→ **What to produce**: Render every entry verbatim.

[Start of Attachment]

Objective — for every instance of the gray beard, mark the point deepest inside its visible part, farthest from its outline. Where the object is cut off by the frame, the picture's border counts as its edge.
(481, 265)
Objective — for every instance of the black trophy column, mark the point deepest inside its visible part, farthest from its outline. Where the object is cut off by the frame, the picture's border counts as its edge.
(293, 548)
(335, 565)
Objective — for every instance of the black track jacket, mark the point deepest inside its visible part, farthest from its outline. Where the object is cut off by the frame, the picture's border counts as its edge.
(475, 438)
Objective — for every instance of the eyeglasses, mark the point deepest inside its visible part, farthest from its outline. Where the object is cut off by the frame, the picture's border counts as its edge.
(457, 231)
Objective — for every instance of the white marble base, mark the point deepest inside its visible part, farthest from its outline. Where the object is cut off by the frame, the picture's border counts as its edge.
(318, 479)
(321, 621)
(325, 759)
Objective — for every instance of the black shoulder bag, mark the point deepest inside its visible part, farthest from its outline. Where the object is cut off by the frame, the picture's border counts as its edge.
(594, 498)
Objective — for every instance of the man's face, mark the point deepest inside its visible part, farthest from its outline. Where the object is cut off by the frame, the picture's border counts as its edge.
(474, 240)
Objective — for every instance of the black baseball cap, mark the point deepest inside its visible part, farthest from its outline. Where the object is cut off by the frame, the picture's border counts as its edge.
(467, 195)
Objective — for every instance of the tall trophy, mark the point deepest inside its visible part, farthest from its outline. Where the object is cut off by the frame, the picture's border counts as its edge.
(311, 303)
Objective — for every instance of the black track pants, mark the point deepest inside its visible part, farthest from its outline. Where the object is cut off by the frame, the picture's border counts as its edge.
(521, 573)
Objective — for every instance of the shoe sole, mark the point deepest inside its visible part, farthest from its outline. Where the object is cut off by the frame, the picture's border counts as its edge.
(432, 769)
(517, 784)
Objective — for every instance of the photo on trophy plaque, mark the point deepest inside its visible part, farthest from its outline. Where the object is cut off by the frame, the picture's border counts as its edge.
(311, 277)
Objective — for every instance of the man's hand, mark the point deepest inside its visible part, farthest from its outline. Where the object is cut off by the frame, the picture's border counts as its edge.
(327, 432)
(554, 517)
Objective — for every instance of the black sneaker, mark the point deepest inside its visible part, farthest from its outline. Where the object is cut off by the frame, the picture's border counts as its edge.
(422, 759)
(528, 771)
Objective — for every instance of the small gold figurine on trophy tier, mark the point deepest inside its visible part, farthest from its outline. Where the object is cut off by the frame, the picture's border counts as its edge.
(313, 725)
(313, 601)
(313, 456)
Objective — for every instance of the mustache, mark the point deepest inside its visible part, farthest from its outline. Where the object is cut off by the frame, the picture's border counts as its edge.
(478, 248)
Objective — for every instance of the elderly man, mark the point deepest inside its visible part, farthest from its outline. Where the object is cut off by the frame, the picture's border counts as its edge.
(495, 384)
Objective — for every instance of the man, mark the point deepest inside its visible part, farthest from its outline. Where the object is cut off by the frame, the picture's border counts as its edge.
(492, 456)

[End of Attachment]

→ **Result of this exercise**:
Objective — for every instance of the gray beard, mark the point deepest inside its visible part, farthest from its outline. Where the object is cut off by the frame, the picture's border counts as its edge.
(481, 265)
Objective — for every instance of the black trophy column, mark the point deepest inside its visible part, farthest from its outline. Where the object is cut off by the frame, the picture's border counts as its edge.
(293, 548)
(335, 565)
Objective — for every instance of the black track jacket, mark the point deepest inside its visible part, farthest from its outline. Where the object is cut off by the frame, the picture's border counts as its edge.
(475, 438)
Objective — for every instance of the eyeglasses, mark the point deepest inside its visible part, farthest from its outline. Where the object is cut off by the frame, the picture's border counts as its edge.
(457, 231)
Objective — for every instance of the white marble base, mark the point deepest inside its visible part, farthest from its outline. Where the object is cut off by the frame, the picture's border counts as its edge.
(318, 479)
(321, 621)
(325, 759)
Objective — for every instance of the black shoulder bag, mark the point deepest inside its visible part, farthest from its outline. Where the object is cut off by the frame, the picture's border counts as its edge.
(594, 498)
Objective — for every instance of the man's face, mark the point deepest inside its visible part, farthest from its outline. Where the object is cut off by the frame, the picture's border counts as its edge.
(474, 240)
Objective — for every instance of the black baseball cap, mark the point deepest inside its visible part, farthest from its outline. Where the object is cut off by the frame, the picture's border counts as its edge.
(467, 195)
Objective — for every instance of the tall trophy, mark the point deepest inside its visible part, farthest from its outline. Where the object is cut off by the frame, the picture's border counts as its edge.
(311, 303)
Objective — for every instance of the black track pants, mark the point deepest inside its visible part, farthest from its outline. Where the object is cut off by the frame, the picture's border counts as its edge.
(521, 573)
Objective — for every instance of the shoe sole, mark the point deepest inside its visible part, farthest from its outline. Where the object is cut off by the frame, the picture's border counts as its edge.
(432, 769)
(517, 784)
Objective — for every instance of the photo on trophy plaque, mark the point deepest inside its visible part, farthest from its outline. Where the object is cut off by the frame, the picture's border counts as its edge.
(311, 277)
Objective — for every instance of the man's hand, mark the point deepest inside its visible part, farthest from its outline. Where the object is cut off by the frame, the picture's border counts as its edge.
(327, 432)
(554, 517)
Objective — for every instance of the black sneaker, mark the point deepest inside its visible part, farthest from its outline. Where the object is cut off by the frame, the picture's border counts as its edge.
(422, 759)
(528, 771)
Objective — for every instance of the small gold figurine on trophy tier, mark the point deepest inside its visible part, farthest from its outline. Where the object is cut off by the frame, the picture's border counts as its edge.
(313, 725)
(313, 601)
(313, 456)
Objective — for every instance of the mustache, mark the point deepest inside its visible part, farthest from its outline. Where the object is cut off by the frame, the picture's border counts as its edge.
(478, 248)
Objective — for every instance of the elderly man, mark the point deepest inside its visible part, farthest from its outline. Where the object is cut off by the frame, the picture's border counts as its edge.
(495, 384)
Objective — for every instance of the man, mark the point deepest inside its visible part, farthest from its outline. Where the object is cut off by the frame, the picture's border counts as its edge.
(492, 456)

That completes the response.